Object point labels
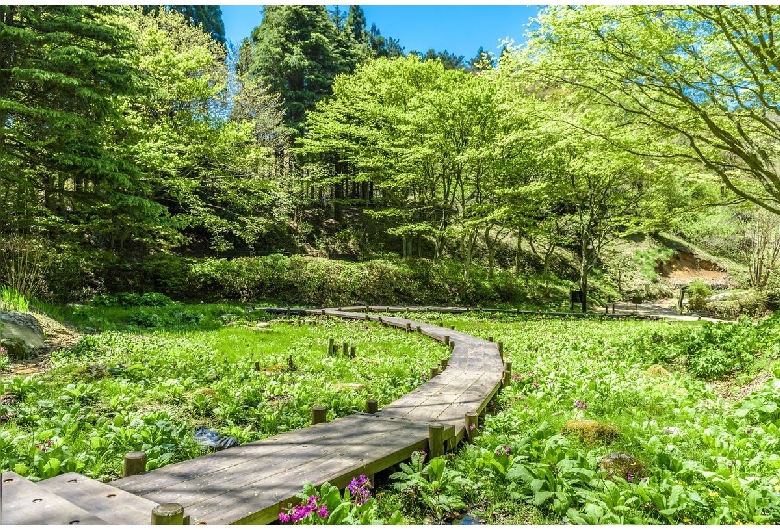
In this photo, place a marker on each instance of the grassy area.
(587, 390)
(148, 389)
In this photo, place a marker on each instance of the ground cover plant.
(150, 388)
(592, 429)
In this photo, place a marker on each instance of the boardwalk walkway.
(251, 483)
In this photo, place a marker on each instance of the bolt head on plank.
(168, 513)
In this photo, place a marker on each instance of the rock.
(207, 438)
(591, 431)
(349, 386)
(20, 334)
(623, 465)
(657, 370)
(672, 431)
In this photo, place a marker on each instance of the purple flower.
(503, 451)
(359, 489)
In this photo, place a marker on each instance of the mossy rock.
(207, 391)
(657, 370)
(623, 465)
(591, 431)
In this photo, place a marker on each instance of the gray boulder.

* _PROBLEM REQUIREMENTS_:
Reproduce the entries exactly. Do not carry over any picture.

* _ANSWER TO THE PROBLEM_:
In this photo, place a marker on each instance of the grassy area.
(587, 390)
(148, 389)
In this photo, place a marker on each instance of the ground cover plant.
(150, 388)
(592, 429)
In this photo, place a marker on each instance of the boardwalk walkway.
(251, 483)
In this photo, place a marker on each instance of the bolt head on plank.
(168, 513)
In this photo, place a marker on each instance of the rock.
(207, 438)
(591, 431)
(349, 386)
(20, 334)
(623, 465)
(657, 370)
(672, 431)
In this photo, place a marker on each instance of the purple flower.
(503, 451)
(359, 489)
In this photo, place a marker on each instance of the mossy rock.
(207, 391)
(657, 370)
(623, 465)
(591, 431)
In this photo, place a marker on each instance of the gray boulder.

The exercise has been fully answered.